*About this task*
Across all the entries below, count each line that holds "long" and report the figure only.

Segment Open

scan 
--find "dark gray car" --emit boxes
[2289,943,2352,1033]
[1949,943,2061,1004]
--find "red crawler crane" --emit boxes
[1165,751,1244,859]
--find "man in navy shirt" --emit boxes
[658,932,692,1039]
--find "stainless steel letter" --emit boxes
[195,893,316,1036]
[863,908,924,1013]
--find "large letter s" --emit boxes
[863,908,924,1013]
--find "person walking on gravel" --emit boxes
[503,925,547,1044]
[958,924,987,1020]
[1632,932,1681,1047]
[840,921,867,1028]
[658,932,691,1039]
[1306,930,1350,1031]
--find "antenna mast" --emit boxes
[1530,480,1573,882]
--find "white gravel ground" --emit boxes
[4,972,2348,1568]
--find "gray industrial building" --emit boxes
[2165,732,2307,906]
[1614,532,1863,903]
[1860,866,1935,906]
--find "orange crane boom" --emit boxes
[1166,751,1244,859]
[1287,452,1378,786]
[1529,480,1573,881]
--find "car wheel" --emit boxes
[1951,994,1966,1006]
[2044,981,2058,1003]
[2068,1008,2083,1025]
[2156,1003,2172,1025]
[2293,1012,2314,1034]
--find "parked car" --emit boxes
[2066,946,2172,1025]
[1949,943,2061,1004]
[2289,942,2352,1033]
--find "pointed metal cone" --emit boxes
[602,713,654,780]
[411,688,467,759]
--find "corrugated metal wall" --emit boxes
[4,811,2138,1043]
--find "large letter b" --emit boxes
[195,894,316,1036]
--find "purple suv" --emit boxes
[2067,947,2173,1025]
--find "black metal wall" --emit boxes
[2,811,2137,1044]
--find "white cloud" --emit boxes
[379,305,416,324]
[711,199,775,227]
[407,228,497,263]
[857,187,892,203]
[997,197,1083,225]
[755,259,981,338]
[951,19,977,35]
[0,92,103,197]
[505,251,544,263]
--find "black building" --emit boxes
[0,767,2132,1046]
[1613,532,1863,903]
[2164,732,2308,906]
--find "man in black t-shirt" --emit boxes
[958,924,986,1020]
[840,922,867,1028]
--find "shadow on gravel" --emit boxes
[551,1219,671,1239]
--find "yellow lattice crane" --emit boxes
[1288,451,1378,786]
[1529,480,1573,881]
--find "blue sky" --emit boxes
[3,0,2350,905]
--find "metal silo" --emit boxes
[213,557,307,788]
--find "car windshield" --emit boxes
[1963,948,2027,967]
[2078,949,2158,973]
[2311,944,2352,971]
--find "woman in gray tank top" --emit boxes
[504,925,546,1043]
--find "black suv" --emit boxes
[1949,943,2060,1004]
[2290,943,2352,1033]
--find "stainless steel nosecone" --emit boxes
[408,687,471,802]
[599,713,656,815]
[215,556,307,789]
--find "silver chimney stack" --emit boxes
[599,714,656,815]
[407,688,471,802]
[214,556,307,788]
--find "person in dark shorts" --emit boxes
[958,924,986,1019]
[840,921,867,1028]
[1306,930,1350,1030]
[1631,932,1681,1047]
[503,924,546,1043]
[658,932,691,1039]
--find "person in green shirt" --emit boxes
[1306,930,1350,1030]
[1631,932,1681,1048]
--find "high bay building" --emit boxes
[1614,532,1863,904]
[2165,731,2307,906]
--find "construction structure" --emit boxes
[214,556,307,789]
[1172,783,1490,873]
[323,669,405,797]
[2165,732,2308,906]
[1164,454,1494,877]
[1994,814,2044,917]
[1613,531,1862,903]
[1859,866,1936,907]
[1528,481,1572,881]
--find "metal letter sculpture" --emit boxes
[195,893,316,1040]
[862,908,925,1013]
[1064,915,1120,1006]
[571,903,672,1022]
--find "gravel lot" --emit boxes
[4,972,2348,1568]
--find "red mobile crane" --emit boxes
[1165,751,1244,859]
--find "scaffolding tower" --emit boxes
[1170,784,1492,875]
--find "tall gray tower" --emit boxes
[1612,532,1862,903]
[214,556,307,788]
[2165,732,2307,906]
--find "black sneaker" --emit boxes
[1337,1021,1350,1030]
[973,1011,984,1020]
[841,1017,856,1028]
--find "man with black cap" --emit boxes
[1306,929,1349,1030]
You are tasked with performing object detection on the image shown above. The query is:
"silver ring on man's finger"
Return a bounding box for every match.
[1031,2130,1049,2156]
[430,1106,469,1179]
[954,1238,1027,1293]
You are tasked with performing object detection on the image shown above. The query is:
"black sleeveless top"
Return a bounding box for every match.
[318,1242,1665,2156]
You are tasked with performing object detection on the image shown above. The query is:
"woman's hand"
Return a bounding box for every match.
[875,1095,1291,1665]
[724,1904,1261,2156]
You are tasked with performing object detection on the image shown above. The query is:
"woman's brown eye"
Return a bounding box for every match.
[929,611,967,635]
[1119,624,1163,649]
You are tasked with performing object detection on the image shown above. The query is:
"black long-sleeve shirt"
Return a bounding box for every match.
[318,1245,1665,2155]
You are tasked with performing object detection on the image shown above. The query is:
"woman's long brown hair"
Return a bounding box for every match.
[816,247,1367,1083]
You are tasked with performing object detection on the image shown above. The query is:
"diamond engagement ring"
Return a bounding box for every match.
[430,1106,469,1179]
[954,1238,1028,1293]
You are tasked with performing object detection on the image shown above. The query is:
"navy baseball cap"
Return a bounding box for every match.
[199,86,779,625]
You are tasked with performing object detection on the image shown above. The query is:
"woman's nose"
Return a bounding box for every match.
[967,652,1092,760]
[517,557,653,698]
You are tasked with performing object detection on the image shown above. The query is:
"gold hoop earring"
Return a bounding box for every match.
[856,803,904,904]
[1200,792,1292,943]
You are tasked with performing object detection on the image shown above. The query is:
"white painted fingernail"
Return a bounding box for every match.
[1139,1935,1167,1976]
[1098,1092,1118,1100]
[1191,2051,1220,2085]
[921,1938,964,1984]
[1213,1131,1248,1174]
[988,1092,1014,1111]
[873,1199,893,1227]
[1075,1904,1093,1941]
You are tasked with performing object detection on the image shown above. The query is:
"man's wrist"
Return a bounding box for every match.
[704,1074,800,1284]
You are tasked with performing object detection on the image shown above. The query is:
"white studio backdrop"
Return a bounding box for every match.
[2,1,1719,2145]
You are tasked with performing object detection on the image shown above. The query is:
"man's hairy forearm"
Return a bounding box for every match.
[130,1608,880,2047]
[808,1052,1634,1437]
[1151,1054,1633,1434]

Segment Closed

*Answer for this exercise*
2